§ Stated exercise
Set down exactly the lines from the one containing "Exercise. Tag the stone" through the last line of the records below, both included, and nothing else.

§ Data in this exercise
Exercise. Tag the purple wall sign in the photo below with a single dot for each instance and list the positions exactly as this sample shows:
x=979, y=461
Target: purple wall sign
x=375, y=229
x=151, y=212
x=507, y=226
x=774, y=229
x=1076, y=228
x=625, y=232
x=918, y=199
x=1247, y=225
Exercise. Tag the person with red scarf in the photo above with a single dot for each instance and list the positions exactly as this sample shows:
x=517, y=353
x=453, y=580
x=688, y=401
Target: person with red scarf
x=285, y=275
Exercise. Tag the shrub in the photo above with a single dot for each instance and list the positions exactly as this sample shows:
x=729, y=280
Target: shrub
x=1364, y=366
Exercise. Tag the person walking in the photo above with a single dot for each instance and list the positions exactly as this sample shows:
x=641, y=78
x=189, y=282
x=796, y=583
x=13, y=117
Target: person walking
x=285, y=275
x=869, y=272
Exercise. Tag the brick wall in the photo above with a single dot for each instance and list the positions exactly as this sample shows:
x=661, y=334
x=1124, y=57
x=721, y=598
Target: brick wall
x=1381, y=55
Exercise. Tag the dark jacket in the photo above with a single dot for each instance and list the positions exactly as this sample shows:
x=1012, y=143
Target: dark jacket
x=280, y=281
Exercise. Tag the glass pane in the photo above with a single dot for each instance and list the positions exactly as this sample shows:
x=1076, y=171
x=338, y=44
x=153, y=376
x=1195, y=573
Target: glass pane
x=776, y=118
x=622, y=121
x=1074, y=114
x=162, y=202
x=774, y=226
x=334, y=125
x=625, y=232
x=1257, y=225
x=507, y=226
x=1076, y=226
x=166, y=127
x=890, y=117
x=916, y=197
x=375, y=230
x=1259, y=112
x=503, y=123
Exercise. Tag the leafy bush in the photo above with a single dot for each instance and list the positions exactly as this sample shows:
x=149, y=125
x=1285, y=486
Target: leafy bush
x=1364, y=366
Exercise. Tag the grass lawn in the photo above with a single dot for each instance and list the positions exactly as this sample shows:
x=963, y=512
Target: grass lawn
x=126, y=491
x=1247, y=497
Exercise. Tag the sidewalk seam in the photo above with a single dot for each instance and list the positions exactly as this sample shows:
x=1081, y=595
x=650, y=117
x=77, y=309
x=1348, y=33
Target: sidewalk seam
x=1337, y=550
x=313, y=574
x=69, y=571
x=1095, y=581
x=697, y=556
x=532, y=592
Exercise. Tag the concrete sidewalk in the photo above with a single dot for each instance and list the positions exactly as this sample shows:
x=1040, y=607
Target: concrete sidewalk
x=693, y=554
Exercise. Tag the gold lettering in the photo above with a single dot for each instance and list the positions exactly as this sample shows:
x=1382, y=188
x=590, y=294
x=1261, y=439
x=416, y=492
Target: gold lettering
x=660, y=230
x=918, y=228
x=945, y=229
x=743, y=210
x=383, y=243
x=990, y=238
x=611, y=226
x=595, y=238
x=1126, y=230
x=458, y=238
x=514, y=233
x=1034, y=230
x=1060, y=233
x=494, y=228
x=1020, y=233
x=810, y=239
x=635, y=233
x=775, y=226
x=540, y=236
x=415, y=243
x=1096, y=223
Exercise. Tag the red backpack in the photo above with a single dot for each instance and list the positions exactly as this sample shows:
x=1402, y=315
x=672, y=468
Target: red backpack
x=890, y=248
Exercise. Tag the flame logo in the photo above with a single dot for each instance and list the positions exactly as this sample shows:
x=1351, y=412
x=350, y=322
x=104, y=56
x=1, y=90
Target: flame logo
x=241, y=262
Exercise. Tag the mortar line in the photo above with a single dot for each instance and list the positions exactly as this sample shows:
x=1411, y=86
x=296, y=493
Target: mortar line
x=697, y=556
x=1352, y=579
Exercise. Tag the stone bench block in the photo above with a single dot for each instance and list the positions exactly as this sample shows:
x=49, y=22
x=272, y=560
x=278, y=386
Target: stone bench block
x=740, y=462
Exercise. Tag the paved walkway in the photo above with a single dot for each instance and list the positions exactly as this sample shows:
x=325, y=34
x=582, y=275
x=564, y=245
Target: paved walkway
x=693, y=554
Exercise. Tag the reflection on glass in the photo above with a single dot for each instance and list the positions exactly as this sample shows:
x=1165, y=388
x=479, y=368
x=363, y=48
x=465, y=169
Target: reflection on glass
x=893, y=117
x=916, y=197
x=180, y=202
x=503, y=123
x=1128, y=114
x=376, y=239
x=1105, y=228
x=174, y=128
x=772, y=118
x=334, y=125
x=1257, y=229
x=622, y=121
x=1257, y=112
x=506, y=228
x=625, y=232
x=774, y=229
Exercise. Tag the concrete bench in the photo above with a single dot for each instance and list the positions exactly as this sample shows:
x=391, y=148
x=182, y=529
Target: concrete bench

§ Solution to this task
Exercise. Tag the stone bench block in the photo above with a single dot for each instance and list the positions exactly as this sample shows:
x=49, y=22
x=272, y=560
x=278, y=386
Target: stone bench block
x=740, y=462
Exercise. Tag the paved walkway in the photo above with a single dot for each instance and list the positions exactly as this sample shows:
x=325, y=34
x=582, y=275
x=564, y=245
Target: paved walkway
x=693, y=554
Exercise. Tag the reflection on glass in the photo above with a single dot for each instance and list the positions exactly as this sample shows:
x=1165, y=388
x=479, y=368
x=363, y=48
x=465, y=169
Target: reflection on glass
x=893, y=117
x=916, y=197
x=180, y=202
x=503, y=123
x=1128, y=114
x=376, y=239
x=1105, y=228
x=174, y=128
x=772, y=118
x=334, y=125
x=1257, y=229
x=622, y=121
x=1257, y=112
x=506, y=228
x=625, y=232
x=774, y=229
Exercise. Tag the concrete bench in the photo above with a single dot for each instance and list the positions exactly as this sample shows:
x=391, y=148
x=182, y=529
Target: concrete bench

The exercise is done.